Selected passage.
For times when you crave Reese peanut butter cups but don't want your health to pay the price that comes with them, you might find all the satisfaction you're looking for with the following simple recipe for chocolate, almond butter, and raspberry cups.

Listed ingredients will make about 5 large dark chocolate cups, assuming you use regular muffin/cupcake liners.


200 grams (about 7 ounces) of dark chocolate chunks/chips

3 tablespoons of smooth almond butter

2 tablespoons of almond milk

Your favourite raspberry jam

Small handful of fresh raspberries

Sea salt

A few tablespoons of icing sugar (optional)


1. Melt about half of your chocolate chunks in a heat-safe glass bowl that sits over a pot of simmering water. Be mindful about not using any more heat than you need to melt the chocolate, and avoid having steam and water droplets mix in with your chocolate, which will cause your chocolate to harden and take on a grainy texture. You want to watch the chocolate as it's melting and stir gently with a stainless steel spoon to ensure that it doesn't burn. If you have never melted chocolate in this way before, please do a simple google search on how to melt chocolate with a water bath before beginning, and please be mindful about using a heat-tempered bowl and not using too much heat.



2. Line a cupcake/muffin tray with five or six liners, and place one tablespoon of melted chocolate in each liner. Gently swirl the convex surface of your tablespoon to create space for the almond butter and raspberry filling - as you swirl, you can gently push the chocolate up the sides of the liner to create the sides of your chocolate cups. Strive to keep the sides relatively even. Once completed, you can put your tray of chocolate-lined cupcake liners into the freezer for 10 to 15 minutes to harden.

Written request 1. Reproduce the rows word for word, from their first line through the line containing "Within each instance, areas".

Supplied material.
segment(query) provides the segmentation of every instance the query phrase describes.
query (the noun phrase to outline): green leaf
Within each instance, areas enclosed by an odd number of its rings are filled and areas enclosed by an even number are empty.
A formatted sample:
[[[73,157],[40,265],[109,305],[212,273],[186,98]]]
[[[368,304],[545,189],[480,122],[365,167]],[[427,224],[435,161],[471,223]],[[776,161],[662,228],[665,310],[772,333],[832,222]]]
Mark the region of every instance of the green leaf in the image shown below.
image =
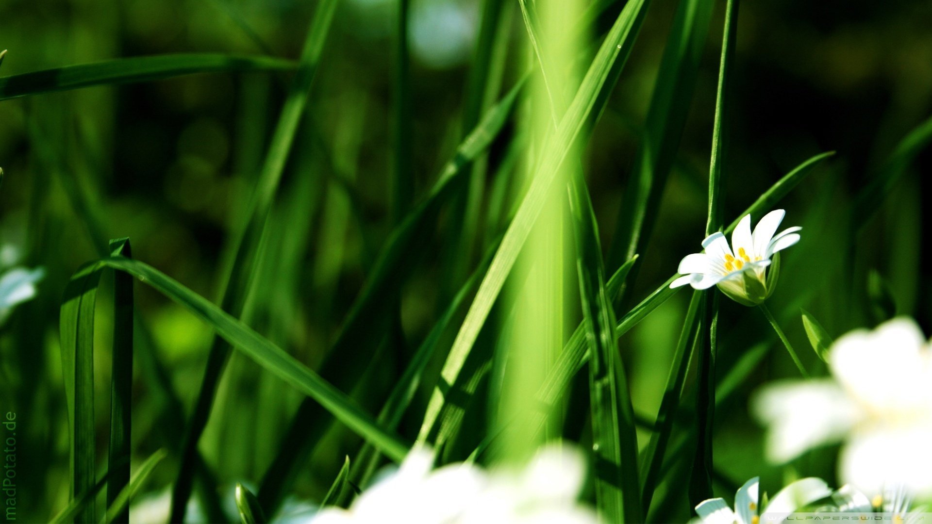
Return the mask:
[[[220,306],[225,311],[240,317],[246,306],[248,292],[254,269],[258,266],[258,254],[266,238],[272,201],[281,180],[285,163],[291,153],[298,124],[305,115],[310,88],[321,61],[323,45],[330,33],[334,13],[339,0],[324,0],[317,6],[310,30],[304,42],[301,60],[281,107],[275,133],[272,135],[265,163],[255,182],[252,198],[242,213],[241,225],[234,231],[230,252],[234,253],[233,263],[225,280],[221,292]],[[229,358],[230,348],[220,338],[215,338],[207,358],[204,378],[195,404],[194,412],[188,421],[185,434],[181,467],[171,492],[171,521],[183,521],[191,496],[193,472],[197,457],[198,442],[207,425],[207,420],[213,407],[220,377]]]
[[[294,61],[266,56],[170,54],[122,58],[0,77],[0,100],[212,72],[287,71]]]
[[[334,484],[327,491],[327,495],[323,497],[322,501],[321,501],[321,507],[336,504],[337,501],[339,501],[341,495],[343,494],[343,491],[346,490],[349,481],[350,457],[347,457],[346,461],[343,462],[343,467],[340,468],[340,472],[336,475],[336,479],[334,480]]]
[[[619,210],[610,268],[644,253],[692,102],[714,7],[711,0],[678,3],[635,156],[635,171]]]
[[[101,271],[95,265],[78,269],[65,287],[60,313],[73,501],[94,486],[94,304],[100,281]],[[76,520],[96,522],[94,504],[85,506]]]
[[[401,461],[407,454],[409,448],[407,444],[393,433],[379,426],[371,415],[363,411],[346,393],[335,388],[253,328],[177,281],[147,264],[121,256],[106,258],[90,267],[112,268],[136,277],[194,313],[243,354],[321,403],[324,408],[358,434],[375,444],[391,460]],[[75,277],[75,279],[80,278],[81,273]],[[72,282],[75,280],[73,279]]]
[[[110,241],[111,253],[132,257],[130,239]],[[125,273],[114,276],[114,347],[110,378],[110,481],[107,483],[107,505],[113,505],[119,492],[130,482],[130,445],[132,417],[132,277]],[[129,522],[124,511],[114,522]]]
[[[701,291],[692,292],[692,298],[690,300],[686,319],[683,321],[679,339],[673,354],[673,365],[670,366],[670,373],[666,379],[666,387],[664,390],[660,409],[657,411],[657,419],[654,422],[657,431],[651,435],[651,441],[644,450],[645,466],[641,470],[643,473],[641,482],[643,500],[641,503],[645,511],[651,508],[654,490],[660,478],[660,469],[664,463],[664,454],[673,433],[673,422],[677,410],[679,408],[679,399],[683,394],[686,372],[689,369],[690,361],[692,359],[695,338],[699,332],[698,312],[702,299]]]
[[[541,160],[537,164],[538,172],[534,174],[533,182],[505,231],[501,245],[492,259],[489,269],[453,342],[449,357],[441,372],[442,379],[445,383],[453,384],[457,381],[466,358],[548,198],[551,185],[570,148],[577,142],[583,128],[590,123],[590,117],[601,113],[630,54],[644,20],[647,5],[647,0],[631,0],[625,5],[599,48],[559,128],[549,137]],[[428,404],[418,440],[423,440],[431,434],[431,428],[440,415],[445,402],[443,392],[435,389]]]
[[[236,507],[240,510],[240,521],[242,524],[267,522],[255,495],[239,482],[236,484]]]
[[[149,475],[152,471],[156,469],[158,462],[162,462],[162,459],[168,456],[168,451],[165,449],[159,449],[152,454],[148,459],[143,462],[143,465],[139,466],[139,471],[136,475],[132,476],[132,480],[130,481],[130,485],[124,488],[116,498],[114,500],[113,503],[110,504],[110,508],[107,509],[107,516],[104,522],[116,522],[115,518],[118,516],[129,513],[130,502],[132,498],[139,493],[140,490],[143,489],[143,485],[149,478]]]
[[[806,330],[806,337],[809,338],[813,351],[822,359],[822,362],[829,362],[829,348],[831,347],[832,343],[831,337],[812,313],[802,308],[800,311],[802,313],[802,327]]]
[[[580,297],[589,347],[589,391],[596,505],[610,522],[641,522],[637,434],[624,365],[615,337],[615,311],[606,292],[596,217],[581,177],[569,185]]]
[[[459,145],[453,159],[442,168],[427,199],[398,227],[379,253],[365,284],[353,301],[336,342],[321,367],[321,375],[336,386],[350,390],[363,374],[385,332],[388,307],[385,296],[393,296],[398,286],[417,267],[418,256],[425,250],[426,239],[435,227],[443,204],[462,182],[463,168],[492,143],[507,123],[525,76],[496,105]],[[259,502],[271,511],[278,507],[296,468],[307,461],[310,449],[326,429],[326,411],[311,401],[302,403],[292,420],[281,451],[267,470],[259,487]]]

Written request 2. From the chocolate cup recipe, pull out the passage that opens with the words "For times when" and closes with "and raspberry cups.", copied verbatim.

Correct result 1.
segment(query) provides the segmentation of every instance the query phrase describes.
query (the noun phrase to outline): green leaf
Within each instance, areas enclosed by an odd number of its rings are filled and areas enclosed by an even number are empty.

Correct result 2.
For times when you crave Reese peanut butter cups but don't want your health to pay the price that comes with them, you might find all the satisfaction you're looking for with the following simple recipe for chocolate, almond butter, and raspberry cups.